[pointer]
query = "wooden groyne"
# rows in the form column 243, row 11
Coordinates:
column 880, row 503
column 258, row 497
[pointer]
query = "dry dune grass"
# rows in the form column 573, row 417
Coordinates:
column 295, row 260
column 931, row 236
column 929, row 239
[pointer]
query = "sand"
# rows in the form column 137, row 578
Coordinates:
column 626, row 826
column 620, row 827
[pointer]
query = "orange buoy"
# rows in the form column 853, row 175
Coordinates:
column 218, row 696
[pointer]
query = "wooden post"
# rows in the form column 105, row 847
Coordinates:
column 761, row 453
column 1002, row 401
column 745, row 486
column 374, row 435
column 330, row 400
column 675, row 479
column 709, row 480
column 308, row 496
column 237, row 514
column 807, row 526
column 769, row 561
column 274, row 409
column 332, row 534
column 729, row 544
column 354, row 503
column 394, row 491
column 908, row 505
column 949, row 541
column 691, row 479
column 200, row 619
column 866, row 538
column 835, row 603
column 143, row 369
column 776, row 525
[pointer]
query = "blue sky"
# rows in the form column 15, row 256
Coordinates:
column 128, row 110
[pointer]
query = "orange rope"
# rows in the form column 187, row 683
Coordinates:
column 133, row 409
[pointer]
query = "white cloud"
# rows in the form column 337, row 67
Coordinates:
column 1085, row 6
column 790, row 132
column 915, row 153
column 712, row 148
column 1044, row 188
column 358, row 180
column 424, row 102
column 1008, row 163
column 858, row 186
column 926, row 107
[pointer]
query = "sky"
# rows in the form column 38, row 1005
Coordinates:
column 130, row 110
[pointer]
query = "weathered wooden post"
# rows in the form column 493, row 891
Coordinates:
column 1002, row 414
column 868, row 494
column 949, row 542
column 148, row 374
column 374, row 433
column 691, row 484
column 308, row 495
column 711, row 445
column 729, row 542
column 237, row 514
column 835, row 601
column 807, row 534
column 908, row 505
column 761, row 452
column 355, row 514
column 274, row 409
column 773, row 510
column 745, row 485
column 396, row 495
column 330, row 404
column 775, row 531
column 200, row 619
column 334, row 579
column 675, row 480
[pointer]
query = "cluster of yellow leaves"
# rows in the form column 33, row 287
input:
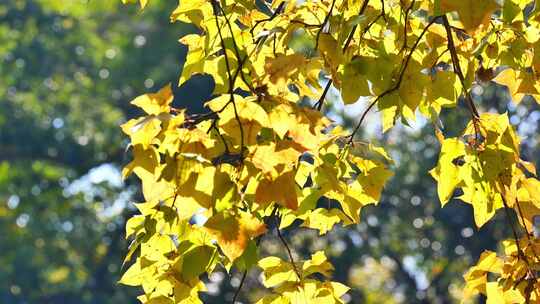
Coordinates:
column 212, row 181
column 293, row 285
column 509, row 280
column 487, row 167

→ **Assigned task**
The entries above need to be repeated in full, word for word. Skip the images.

→ **Finished task**
[pointer]
query = "wooden groyne"
# rows in the form column 243, row 11
Coordinates:
column 880, row 503
column 258, row 497
[pointer]
query = "dry dune grass"
# rows in the form column 573, row 417
Coordinates:
column 295, row 260
column 931, row 236
column 929, row 239
[pointer]
query = "sand"
# rows in the form column 137, row 578
Coordinates:
column 626, row 826
column 620, row 827
[pointer]
query = "orange buoy"
# rows in the form column 853, row 175
Coordinates:
column 218, row 696
[pointer]
query = "wooden post"
# rows in the form column 105, row 847
Coordinates:
column 761, row 453
column 1002, row 401
column 745, row 486
column 374, row 435
column 330, row 400
column 675, row 479
column 709, row 480
column 308, row 496
column 237, row 514
column 807, row 526
column 769, row 561
column 274, row 409
column 332, row 534
column 729, row 544
column 354, row 503
column 394, row 491
column 908, row 505
column 949, row 541
column 691, row 479
column 200, row 619
column 866, row 538
column 835, row 603
column 143, row 369
column 776, row 525
[pointer]
query = "blue sky"
# rows in the form column 15, row 256
Coordinates:
column 128, row 110
[pointer]
query = "orange rope"
# rows in the form column 187, row 683
Coordinates:
column 133, row 409
[pointer]
query = "white cloud"
# rows in the form column 337, row 67
Coordinates:
column 1085, row 6
column 790, row 132
column 915, row 153
column 712, row 148
column 1044, row 188
column 358, row 180
column 424, row 102
column 1008, row 163
column 858, row 186
column 926, row 107
[pointer]
query = "sky"
# rows in the form column 38, row 1005
Coordinates:
column 130, row 110
[pointer]
query = "weathered wooden post"
# rows in the form column 493, row 891
Coordinates:
column 1002, row 414
column 868, row 494
column 949, row 542
column 148, row 374
column 374, row 433
column 691, row 484
column 308, row 495
column 711, row 445
column 729, row 542
column 237, row 514
column 835, row 601
column 807, row 534
column 908, row 505
column 761, row 452
column 355, row 514
column 274, row 409
column 773, row 510
column 745, row 485
column 396, row 495
column 330, row 404
column 775, row 531
column 200, row 619
column 334, row 579
column 675, row 480
[pointer]
query = "cluster of yellow leaves"
# rows in the form column 33, row 287
input:
Coordinates:
column 212, row 181
column 293, row 285
column 509, row 280
column 487, row 167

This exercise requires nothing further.